BRIEF ::
Beginning with the line that holds "Practice step: locate the raked" and ending with the last line, please repeat the entries exactly and omit the pictures.

Region pointing data ::
*** Block opens ***

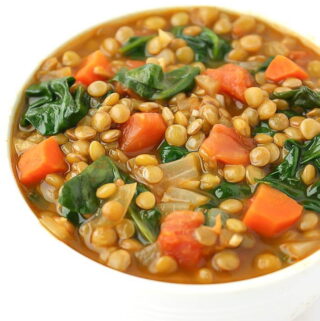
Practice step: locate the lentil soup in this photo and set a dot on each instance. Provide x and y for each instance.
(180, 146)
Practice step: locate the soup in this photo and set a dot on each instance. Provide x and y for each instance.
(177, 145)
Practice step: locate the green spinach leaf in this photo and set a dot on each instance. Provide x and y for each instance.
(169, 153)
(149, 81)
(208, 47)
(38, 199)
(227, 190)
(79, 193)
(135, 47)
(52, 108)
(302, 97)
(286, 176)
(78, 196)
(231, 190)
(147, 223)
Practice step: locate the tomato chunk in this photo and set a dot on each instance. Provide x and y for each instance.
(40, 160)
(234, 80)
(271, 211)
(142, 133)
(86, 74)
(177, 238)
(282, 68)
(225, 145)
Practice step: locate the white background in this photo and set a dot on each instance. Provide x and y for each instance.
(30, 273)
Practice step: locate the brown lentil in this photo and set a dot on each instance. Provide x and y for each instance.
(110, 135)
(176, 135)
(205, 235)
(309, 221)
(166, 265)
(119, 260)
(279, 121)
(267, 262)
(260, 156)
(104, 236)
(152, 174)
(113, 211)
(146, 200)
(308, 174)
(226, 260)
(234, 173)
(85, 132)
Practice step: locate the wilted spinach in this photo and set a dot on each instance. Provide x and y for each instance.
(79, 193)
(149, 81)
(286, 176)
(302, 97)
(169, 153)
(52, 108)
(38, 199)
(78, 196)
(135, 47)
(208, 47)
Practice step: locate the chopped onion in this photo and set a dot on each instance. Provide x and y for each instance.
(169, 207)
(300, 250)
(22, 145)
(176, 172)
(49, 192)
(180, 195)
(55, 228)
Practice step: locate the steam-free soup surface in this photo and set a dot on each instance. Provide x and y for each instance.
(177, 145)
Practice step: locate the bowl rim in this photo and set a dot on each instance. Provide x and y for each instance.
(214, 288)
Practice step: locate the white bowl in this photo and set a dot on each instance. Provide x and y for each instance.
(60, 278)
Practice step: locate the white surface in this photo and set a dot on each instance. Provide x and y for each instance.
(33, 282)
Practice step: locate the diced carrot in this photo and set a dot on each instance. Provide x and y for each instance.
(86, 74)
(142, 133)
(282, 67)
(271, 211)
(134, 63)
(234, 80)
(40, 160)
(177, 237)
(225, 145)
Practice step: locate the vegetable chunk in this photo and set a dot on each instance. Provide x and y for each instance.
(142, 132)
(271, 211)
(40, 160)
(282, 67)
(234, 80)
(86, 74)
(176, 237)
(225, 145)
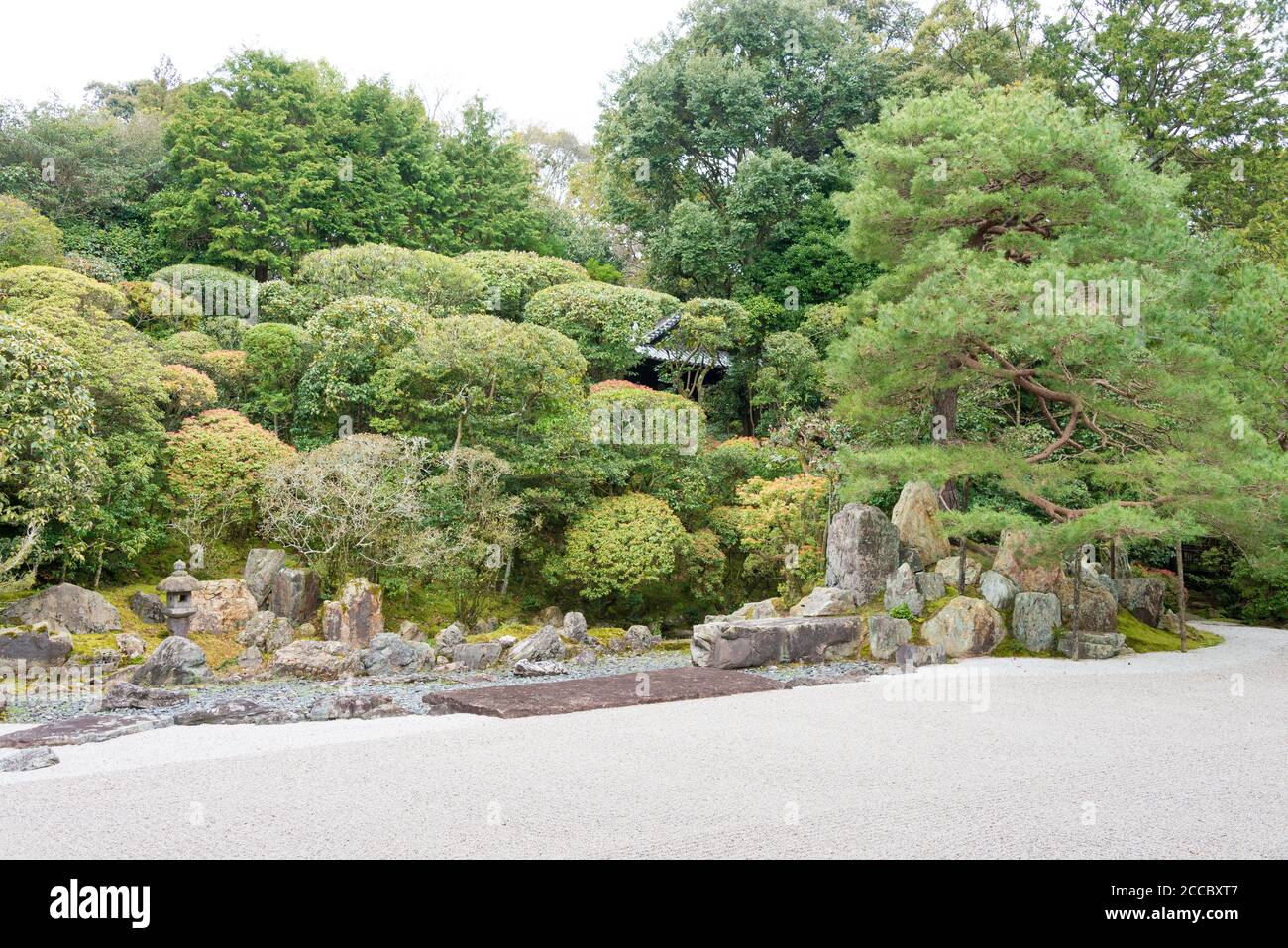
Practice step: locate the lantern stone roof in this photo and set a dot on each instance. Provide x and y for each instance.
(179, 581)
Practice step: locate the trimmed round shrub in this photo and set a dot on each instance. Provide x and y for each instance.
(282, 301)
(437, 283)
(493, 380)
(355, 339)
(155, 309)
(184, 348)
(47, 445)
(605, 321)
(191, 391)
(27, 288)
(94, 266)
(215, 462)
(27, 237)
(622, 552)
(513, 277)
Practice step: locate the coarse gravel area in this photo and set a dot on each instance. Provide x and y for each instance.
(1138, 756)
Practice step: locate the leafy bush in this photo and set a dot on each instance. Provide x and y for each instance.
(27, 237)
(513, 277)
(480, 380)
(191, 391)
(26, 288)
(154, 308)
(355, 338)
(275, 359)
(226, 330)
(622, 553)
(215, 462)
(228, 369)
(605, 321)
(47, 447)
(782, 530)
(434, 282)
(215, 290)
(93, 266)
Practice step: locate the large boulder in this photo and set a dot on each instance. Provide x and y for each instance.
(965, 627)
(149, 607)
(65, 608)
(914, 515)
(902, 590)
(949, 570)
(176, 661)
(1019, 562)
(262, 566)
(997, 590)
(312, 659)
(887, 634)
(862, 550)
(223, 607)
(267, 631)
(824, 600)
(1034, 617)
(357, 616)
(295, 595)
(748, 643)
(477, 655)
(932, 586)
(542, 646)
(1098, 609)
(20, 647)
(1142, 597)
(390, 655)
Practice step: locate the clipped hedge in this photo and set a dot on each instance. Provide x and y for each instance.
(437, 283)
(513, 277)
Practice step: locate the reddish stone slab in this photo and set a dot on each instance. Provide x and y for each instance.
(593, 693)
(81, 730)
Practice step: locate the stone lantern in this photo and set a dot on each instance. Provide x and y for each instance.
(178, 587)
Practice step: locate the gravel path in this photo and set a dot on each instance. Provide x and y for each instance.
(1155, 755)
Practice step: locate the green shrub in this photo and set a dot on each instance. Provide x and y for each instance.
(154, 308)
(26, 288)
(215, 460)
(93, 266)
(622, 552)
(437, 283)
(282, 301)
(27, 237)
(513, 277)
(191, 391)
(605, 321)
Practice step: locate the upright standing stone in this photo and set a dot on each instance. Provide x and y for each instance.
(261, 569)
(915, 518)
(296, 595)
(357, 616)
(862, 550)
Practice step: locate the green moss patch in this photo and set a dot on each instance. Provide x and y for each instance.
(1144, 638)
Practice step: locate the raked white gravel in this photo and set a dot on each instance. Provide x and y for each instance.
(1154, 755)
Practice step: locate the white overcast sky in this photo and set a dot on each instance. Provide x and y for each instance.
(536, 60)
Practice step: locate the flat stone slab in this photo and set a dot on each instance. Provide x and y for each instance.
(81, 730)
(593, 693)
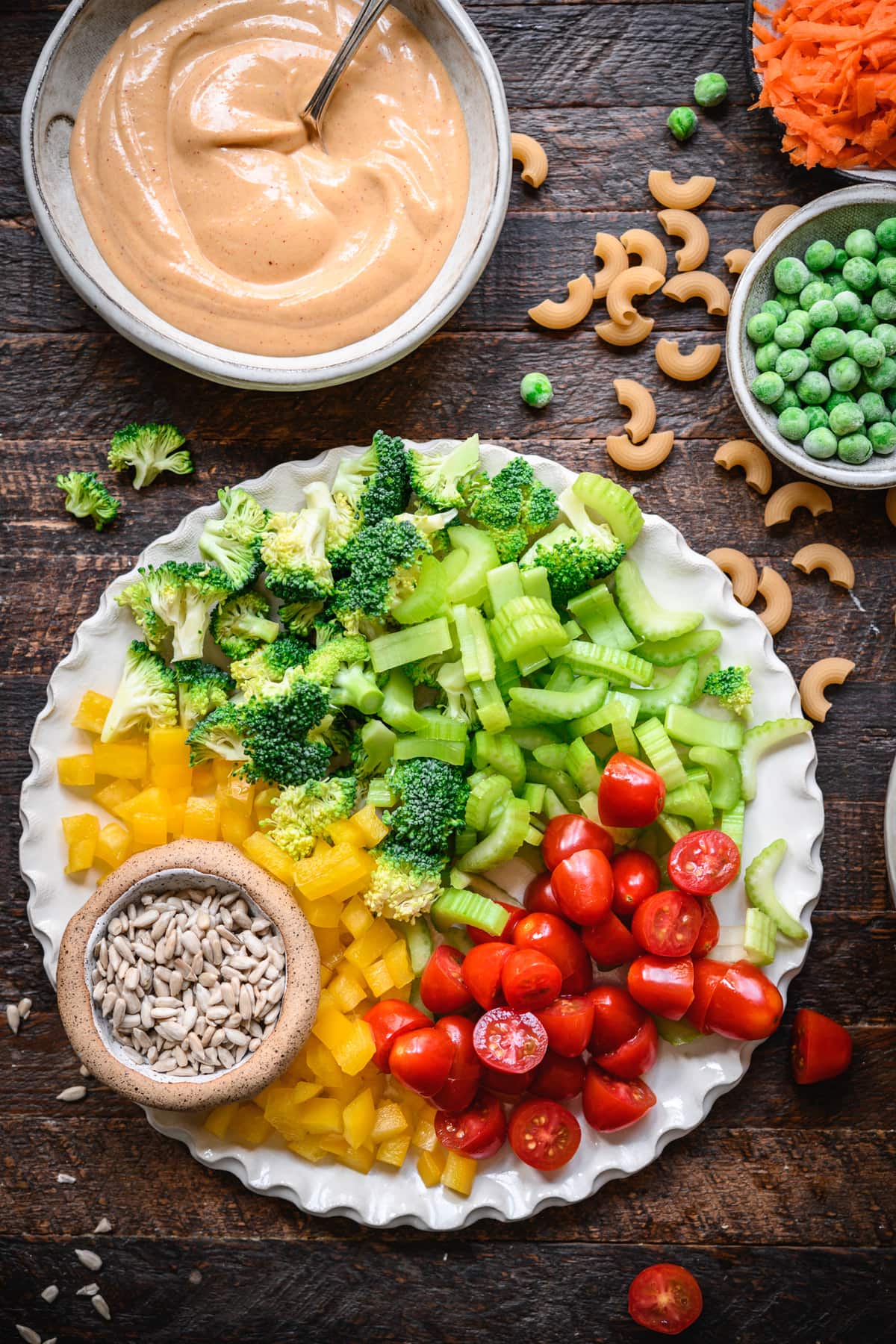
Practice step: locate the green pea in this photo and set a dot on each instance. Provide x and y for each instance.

*** Block closes ***

ANSWER SECTION ::
Practice step: locate the raked white gravel in this photo and set a dot on each instance. Provide x and y for each instance.
(1154, 755)
Practice step: locate the white overcast sky in this photo and set a dot on each instance. Provide x and y for each instance.
(536, 60)
Practice step: locate the flat stone slab in this photo and set a dot on each instance. Provide x and y for each instance.
(81, 730)
(593, 693)
Practice step: locate the green pea in this photo and set a dot on each instance. Provide x and y for each instance.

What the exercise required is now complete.